[Saved entries]
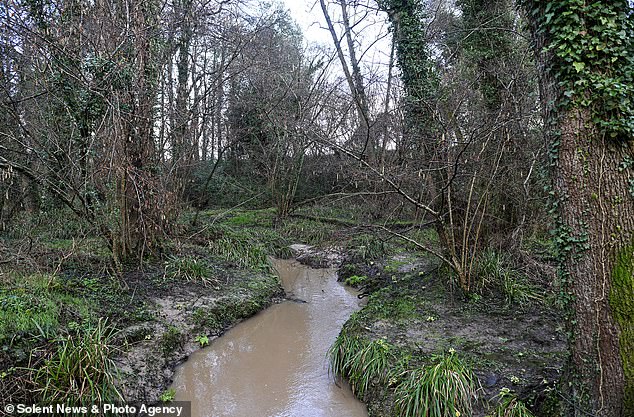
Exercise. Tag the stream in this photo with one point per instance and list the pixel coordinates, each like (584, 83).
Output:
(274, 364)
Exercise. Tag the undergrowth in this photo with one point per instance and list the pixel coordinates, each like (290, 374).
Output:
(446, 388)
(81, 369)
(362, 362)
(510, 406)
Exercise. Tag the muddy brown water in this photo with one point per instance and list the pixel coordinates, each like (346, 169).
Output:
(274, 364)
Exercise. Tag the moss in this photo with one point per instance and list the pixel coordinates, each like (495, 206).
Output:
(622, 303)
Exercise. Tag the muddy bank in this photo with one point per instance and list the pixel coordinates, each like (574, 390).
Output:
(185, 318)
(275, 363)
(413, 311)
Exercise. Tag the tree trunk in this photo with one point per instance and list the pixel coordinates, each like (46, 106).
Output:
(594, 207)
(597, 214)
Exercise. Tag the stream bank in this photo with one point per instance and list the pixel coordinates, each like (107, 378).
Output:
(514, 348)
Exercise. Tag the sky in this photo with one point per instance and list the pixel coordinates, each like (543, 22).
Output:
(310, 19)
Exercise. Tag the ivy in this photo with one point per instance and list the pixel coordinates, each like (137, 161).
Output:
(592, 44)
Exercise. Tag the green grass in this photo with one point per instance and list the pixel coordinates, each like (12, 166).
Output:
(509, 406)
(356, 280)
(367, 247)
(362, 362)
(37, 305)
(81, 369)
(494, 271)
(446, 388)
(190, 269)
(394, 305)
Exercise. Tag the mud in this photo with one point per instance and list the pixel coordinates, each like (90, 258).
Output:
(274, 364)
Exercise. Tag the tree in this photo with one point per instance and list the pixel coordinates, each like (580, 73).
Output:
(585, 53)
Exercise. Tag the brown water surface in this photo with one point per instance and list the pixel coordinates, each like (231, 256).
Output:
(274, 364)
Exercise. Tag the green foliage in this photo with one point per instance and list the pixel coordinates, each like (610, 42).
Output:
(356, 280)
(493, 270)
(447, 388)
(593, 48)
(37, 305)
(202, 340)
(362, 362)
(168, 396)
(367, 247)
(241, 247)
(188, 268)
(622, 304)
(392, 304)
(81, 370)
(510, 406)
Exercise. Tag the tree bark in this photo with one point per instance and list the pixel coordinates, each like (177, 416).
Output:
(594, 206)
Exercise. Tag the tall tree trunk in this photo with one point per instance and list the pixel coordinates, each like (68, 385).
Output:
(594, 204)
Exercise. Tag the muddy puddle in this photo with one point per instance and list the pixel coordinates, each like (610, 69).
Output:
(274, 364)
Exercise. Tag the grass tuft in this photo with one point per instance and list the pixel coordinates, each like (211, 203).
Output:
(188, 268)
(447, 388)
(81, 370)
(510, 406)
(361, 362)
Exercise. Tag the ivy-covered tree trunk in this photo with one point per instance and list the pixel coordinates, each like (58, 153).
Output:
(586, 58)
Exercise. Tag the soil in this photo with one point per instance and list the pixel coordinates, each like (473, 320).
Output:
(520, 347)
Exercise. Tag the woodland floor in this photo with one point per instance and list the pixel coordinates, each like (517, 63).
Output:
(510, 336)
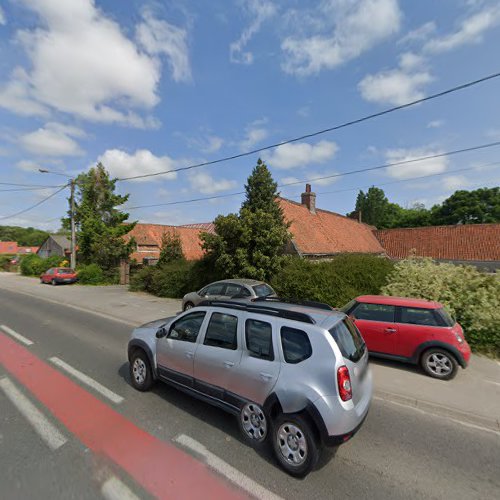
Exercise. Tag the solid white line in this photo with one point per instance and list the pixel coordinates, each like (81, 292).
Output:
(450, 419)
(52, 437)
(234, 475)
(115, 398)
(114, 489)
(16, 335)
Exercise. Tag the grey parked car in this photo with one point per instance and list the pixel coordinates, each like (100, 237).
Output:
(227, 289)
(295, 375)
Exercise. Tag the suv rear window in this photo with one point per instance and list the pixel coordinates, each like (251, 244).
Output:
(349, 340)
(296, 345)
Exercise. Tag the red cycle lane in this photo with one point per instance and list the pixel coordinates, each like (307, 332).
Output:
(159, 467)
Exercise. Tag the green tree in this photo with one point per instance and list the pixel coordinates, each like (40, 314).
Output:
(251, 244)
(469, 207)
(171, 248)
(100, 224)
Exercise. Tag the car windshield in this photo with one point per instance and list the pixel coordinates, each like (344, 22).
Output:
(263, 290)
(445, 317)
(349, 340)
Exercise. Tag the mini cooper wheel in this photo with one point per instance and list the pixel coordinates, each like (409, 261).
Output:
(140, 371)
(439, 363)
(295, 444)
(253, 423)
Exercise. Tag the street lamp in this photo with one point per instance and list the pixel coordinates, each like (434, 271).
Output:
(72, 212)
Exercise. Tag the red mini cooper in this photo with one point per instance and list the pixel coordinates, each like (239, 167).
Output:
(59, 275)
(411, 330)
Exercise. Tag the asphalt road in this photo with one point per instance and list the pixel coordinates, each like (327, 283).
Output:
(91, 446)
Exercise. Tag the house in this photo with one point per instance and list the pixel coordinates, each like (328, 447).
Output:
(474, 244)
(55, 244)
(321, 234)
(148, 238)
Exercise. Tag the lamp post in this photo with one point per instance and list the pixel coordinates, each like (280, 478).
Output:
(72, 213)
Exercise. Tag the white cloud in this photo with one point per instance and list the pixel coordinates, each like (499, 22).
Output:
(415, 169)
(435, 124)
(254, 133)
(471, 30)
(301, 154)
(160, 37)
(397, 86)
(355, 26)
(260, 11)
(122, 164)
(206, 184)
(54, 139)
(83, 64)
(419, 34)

=== Task prompt ===
The pictures stay out; copy the rest of the data word for word.

=== Result of the exercise ===
Exercise. Tag the stream in this photo with one point per instance and list the pixel coordinates, each like (584, 83).
Output:
(274, 364)
Exercise. Tag the undergrowth in this photo with one point per instance and list the pixel coordinates, each like (290, 374).
Output:
(446, 388)
(81, 369)
(362, 362)
(510, 406)
Exercise. Tag the muddy brown water in this photo with one point per instance and list the pixel coordinates, each like (346, 169).
Output:
(274, 364)
Exercise. Tag the moss in this photo with one point per instance and list the pixel coordinates, each like (495, 206).
Output:
(622, 303)
Exercise. Tag the muddy bank in this photo with one point per instance and list the pixel coordinates, each like (574, 390).
Output:
(185, 318)
(275, 363)
(413, 311)
Exercise. Tag the tree trunk in this photo with one point per instance and list the pixel coordinates, each like (46, 106).
Output:
(594, 207)
(597, 214)
Exercise. Tag the stream bank in this photo with one point per instance and list the pixel coordinates, each like (107, 378).
Output:
(514, 348)
Exercise. Tag the sky in this photo with one point per instance and list the pixel coordinates, each like (543, 22).
Output:
(310, 19)
Exercise. Tag the ivy in this photo with one point per instance and list the pixel coordinates, each like (137, 161).
Output:
(592, 44)
Exercise. Tag the green grass in this photo with one point per instance and list the pixel coordinates, each like (12, 166).
Output:
(509, 406)
(356, 280)
(367, 247)
(362, 362)
(37, 305)
(81, 369)
(494, 271)
(446, 388)
(190, 269)
(394, 305)
Exercise. Tag the mud in this photo with one point per instance and list the pixel coordinates, each like (90, 258).
Output:
(274, 364)
Exercise. Tag the tree in this photo with one point per instance and list the pixel coordinates, each like (580, 73).
Output:
(585, 53)
Exercise. Tag the brown water surface in this photo with one point per instance and list the pixel coordinates, each like (231, 256).
Output:
(274, 364)
Exercise. Tag the green foliage in this photo with one point per instance and list the pixel coordinates, each like (610, 42).
Output:
(356, 280)
(493, 270)
(447, 388)
(593, 48)
(37, 305)
(202, 340)
(362, 362)
(168, 396)
(367, 247)
(241, 247)
(188, 268)
(622, 304)
(392, 304)
(81, 370)
(510, 406)
Exercise. Tag the tree bark in this photo with one point per instance and list the pixel coordinates, each like (177, 416).
Output:
(594, 206)
Exercise. Tag the tall tree trunk in this photo with one point per instance and list the pixel coordinates, each like (68, 385).
Output:
(594, 204)
Exercise. Tag the muddy puddle in this photo with one point per instance and list the pixel coordinates, each like (610, 69).
Output:
(274, 364)
Exercise. Tag the grass tuft in this photo with one point per instance and list the pixel coordinates, each like (211, 203).
Output:
(188, 268)
(447, 388)
(81, 370)
(510, 406)
(361, 362)
Exercise. Tag the ivy-covered tree trunk in this photo with one point per instance and list the pixel coordinates, each like (58, 153).
Output:
(586, 58)
Exercise. Tag the soil in this photo with one point per instance and list the pixel coordinates, each like (473, 320).
Output:
(520, 347)
Exercise. Tag the woodland floor in this photo with one point per instance and list the pixel coordinates, each like (517, 63).
Output:
(510, 336)
Exercise. Tag the solid white line in this photo with one point per instance and list the pixel coordinates, each like (81, 292).
Output:
(450, 419)
(52, 437)
(234, 475)
(115, 398)
(114, 489)
(16, 335)
Exercise. Tag the grey parked car in this photo with one point per instance and list the pixel coordinates, each like (100, 237).
Output:
(227, 289)
(295, 375)
Exercise. Tag the suv rear window in this photo with one point per instance and list the pixel coordinates, each like (251, 244).
Output:
(349, 340)
(296, 345)
Exercise. Tag the red cycle lane in this photo with one point per instance and list the pixel coordinates, each like (307, 332).
Output:
(159, 467)
Exercise. Tag the green tree in this photo with one point per instance and list the pixel coordinates, each like (40, 314).
Output:
(251, 244)
(469, 207)
(171, 248)
(100, 224)
Exercise. Tag the car windshield in this photo with one point per instance and list the pixel coordinates, each like (344, 22).
Output:
(263, 290)
(445, 317)
(349, 340)
Exercise. Tag the mini cooper wheel in this photo with one point per instance and list the pixel coordinates, each like (409, 261).
Output:
(140, 371)
(439, 363)
(295, 444)
(253, 423)
Exercise. Tag the street lamp in this photo with one point per instance and list the pixel coordinates, each like (434, 271).
Output:
(72, 212)
Exercise. Tag the red mini cooper in this photo with one point per instance and list the pixel coordinates, each like (239, 167).
Output:
(59, 275)
(411, 330)
Exercise. Tag the asphalt road in this photo with one point per instance and list the pixel coordinates, each like (327, 283).
Output:
(91, 446)
Exercise. Tag the house in this photo with one point per instance and list the pixel coordinates, each like (328, 447).
Output:
(474, 244)
(55, 244)
(321, 234)
(148, 238)
Exercise. Tag the lamp post in this photo with one point per instance and list the pixel coordinates, each like (280, 478).
Output:
(72, 213)
Exercise. Tag the white cloud in this photo with one point per instance and list the pixel coordinates, each like (499, 22).
Output:
(415, 169)
(435, 124)
(254, 133)
(471, 30)
(301, 154)
(160, 37)
(397, 86)
(355, 26)
(260, 11)
(122, 164)
(206, 184)
(54, 139)
(83, 64)
(419, 34)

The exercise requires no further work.